-- Documento fuente --
= = = =

Por. Marissa Rivera
La reciente ola de contagios de Covid-19 era inevitable.
Lo sabíamos y lo ignoramos, auspiciados por las disposiciones estatales y federales de retirar la obligatoriedad de uso del cubrebocas.
Nos relajamos tanto que una vez más olvidamos que nadie nos va a cuidar si no nos cuidamos nosotros.
El gobierno está en lo suyo, promover y estimular la actividad económica que junto con la inseguridad son sus principales rémoras.
Por eso, se acabó la nueva normalidad que inició el segundo trimestre del 2020, que modificó nuestras vidas y nos condenó al encierro, que tantas secuelas nos ha traído.
La vida volvió a comenzar, se abrieron todos los espacios concurridos, regresaron las anheladas fiestas, los encuentros con amigos, los eventos masivos y el condenado descuido.
Porque, una vez más, como al inicio, confiamos en los demás y los demás confiaron en nosotros.
Llegamos a un lugar fiable y nos quitamos el cubrebocas, sin si quiera sospechar que, una vez más, estábamos expuestos al contagio.
O como el caso de Alexis de nueve años de edad que se fue de campamento dos días con sus compañeros de escuela.
El niño regresó cansado, era lógico, jugó y tuvo muchas actividades. Lo que no era lógico fue su cansancio permanente.
Un cuerpo que no tenía la fuerza más que para estar acostado, sorprendente para un niño que no se le acaban las pilas, que solo quiere jugar y que es capaz de cansar a los padres.
Al tercer día comenzó la tos, luego la temperatura y después el pronóstico: positivo a Covid-19.
Y enseguida la cadena, papá, mamá, tía, abuelos, los cinco positivos.
Por fortuna para todos, ya vacunados, menos el niño, el impacto del virus fue potente pero ligero, en cuatro días pasaron los malestares y arriba todos.
Ayer, fueron 23 mil 148 contagios. Muy cercano al segundo pico más alto que fue el 18 de agosto de 2021 con 28 mil 953. Y ojalá, lejano a los 60 mil 552 contagios del 19 de enero de 2022.

= = = =

-- Registros proporcionados --
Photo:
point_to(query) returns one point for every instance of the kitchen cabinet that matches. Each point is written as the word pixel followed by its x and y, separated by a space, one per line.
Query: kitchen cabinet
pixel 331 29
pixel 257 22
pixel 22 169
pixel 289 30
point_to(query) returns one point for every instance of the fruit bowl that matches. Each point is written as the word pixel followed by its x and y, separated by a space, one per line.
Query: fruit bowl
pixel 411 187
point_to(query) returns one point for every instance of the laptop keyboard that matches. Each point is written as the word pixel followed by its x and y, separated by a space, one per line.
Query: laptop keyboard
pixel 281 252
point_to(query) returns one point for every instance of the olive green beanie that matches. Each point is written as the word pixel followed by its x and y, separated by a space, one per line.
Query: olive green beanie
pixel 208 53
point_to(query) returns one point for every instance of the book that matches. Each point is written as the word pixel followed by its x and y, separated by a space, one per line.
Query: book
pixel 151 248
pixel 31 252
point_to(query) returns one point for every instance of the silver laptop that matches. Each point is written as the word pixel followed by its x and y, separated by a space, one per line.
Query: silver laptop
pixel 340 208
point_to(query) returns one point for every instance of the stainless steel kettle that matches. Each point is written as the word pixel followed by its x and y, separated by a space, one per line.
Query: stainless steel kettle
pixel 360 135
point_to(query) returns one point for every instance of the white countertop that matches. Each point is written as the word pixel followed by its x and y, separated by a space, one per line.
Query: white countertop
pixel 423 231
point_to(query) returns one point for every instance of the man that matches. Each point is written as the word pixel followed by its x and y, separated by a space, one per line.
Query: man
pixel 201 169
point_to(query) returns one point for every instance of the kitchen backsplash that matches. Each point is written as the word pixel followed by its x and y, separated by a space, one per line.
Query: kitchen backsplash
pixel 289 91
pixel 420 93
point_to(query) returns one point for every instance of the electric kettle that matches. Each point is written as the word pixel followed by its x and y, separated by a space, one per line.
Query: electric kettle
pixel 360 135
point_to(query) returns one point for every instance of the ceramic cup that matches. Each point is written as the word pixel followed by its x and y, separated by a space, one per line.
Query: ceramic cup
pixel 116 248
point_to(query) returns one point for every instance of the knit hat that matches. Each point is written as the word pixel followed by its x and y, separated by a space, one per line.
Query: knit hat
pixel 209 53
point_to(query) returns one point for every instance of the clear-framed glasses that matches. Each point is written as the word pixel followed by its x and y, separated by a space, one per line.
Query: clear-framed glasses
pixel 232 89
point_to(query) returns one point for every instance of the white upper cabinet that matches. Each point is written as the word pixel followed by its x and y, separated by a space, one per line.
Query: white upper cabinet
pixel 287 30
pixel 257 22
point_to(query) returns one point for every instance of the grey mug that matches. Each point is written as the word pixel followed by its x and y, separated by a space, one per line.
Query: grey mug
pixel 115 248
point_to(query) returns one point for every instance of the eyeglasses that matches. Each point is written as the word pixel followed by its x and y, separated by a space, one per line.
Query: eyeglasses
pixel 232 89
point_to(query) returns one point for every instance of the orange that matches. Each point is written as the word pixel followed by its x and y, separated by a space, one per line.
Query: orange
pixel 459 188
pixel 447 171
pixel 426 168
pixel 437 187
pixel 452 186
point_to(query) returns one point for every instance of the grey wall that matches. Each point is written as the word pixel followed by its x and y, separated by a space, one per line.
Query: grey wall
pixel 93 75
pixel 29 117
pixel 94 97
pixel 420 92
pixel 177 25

= = = =

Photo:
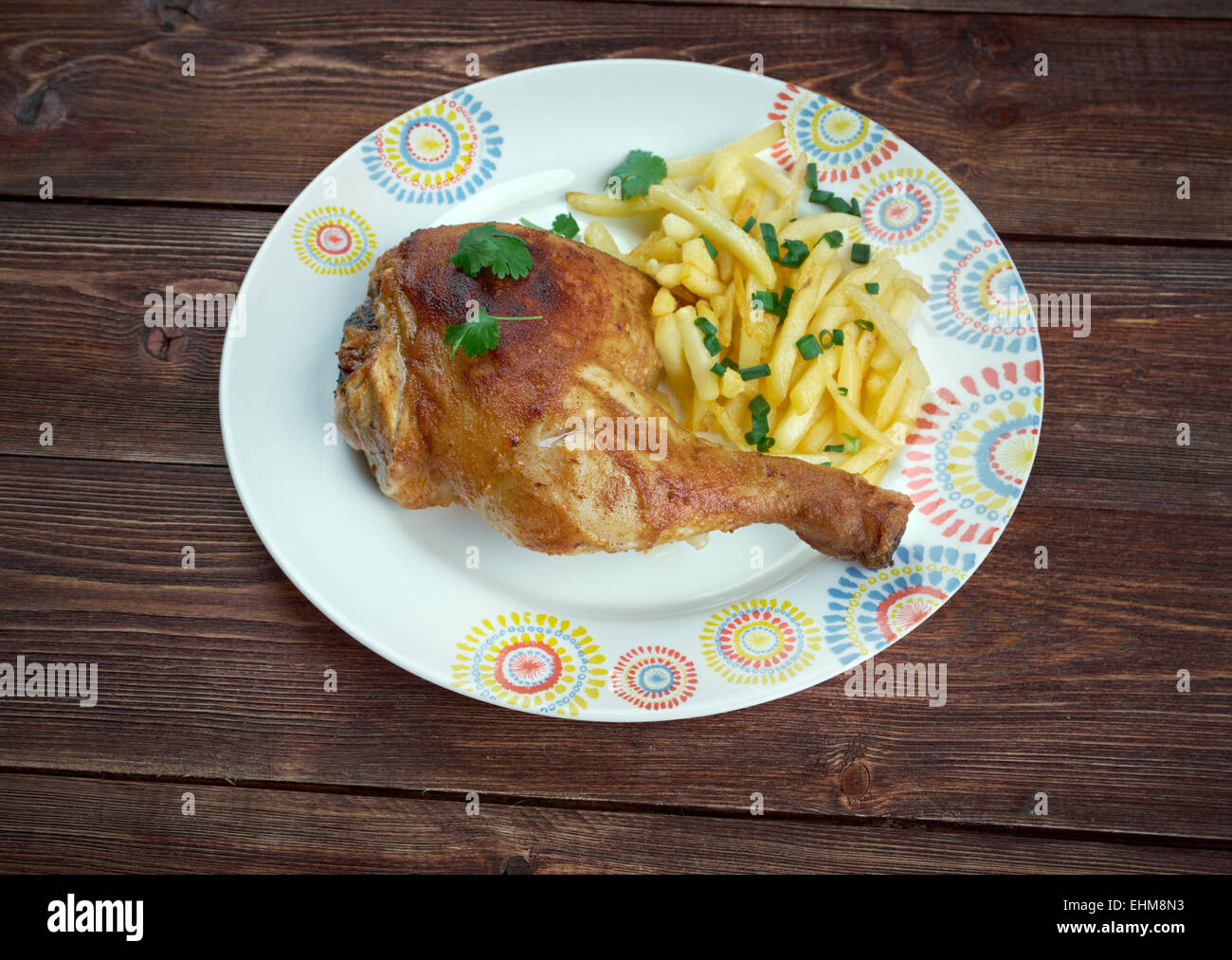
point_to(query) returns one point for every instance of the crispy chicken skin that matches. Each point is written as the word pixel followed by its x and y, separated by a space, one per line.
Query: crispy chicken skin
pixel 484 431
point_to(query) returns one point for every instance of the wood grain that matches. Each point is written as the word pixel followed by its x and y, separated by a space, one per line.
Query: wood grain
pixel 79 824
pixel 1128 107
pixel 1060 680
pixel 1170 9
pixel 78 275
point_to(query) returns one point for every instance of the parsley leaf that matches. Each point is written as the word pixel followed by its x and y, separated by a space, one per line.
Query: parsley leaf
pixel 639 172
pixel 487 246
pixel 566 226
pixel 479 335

= = = =

-- Objetivo del ejercicio --
Redacte la continuación del texto sobre la reciente ola de contagios de Covid-19 a partir de su última oración. Los ítems no hacen falta para resolver este ejercicio.

-- Respuesta escrita --
Siempre he cuestionado la fallida estrategia federal para enfrentar la pandemia.
Y también, siempre he sostenido que a ellos no les importa nuestra salud, pero nosotros también tenemos que hacer lo que nos corresponde.
Han dicho y han hecho tantas torpezas que ahí están para el anecdotario.
El tema nuevamente está en nuestras manos.
No les hicimos caso cuando dijeron que el cubrebocas no servía. Menos caso debemos hacerles cuando nos sugieren que ya no es necesario usarlo.
Por fortuna, las vacunas han hecho los suyo y quienes nos las hemos puesto tenemos cierta protección.
Los decesos son menores, pero eso no es ninguna garantía para descuidarnos.
Muchos amigos, familiares y conocidos que estuvieron invictos del bicho durante dos años, ya sintieron el desgaste y los males que provoca.
Sabíamos que todos nos íbamos a contagiar, pero no que todos lo íbamos a superar y menos sabemos las secuelas que nos dejará la enfermedad, que no es una gripita.
Pronto se cumplirán dos años en los que dos amados familiares, muy cercanos, tristemente perdieron la batalla, esa batalla con la que no han podido 325 mil 669 personas (oficial).
Con mayor razón no es momento de pensar que somos invencibles y que a nosotros no nos va a pasar.
Frente a esta nueva ola es momento de volver a conjugar el verbo cuidar.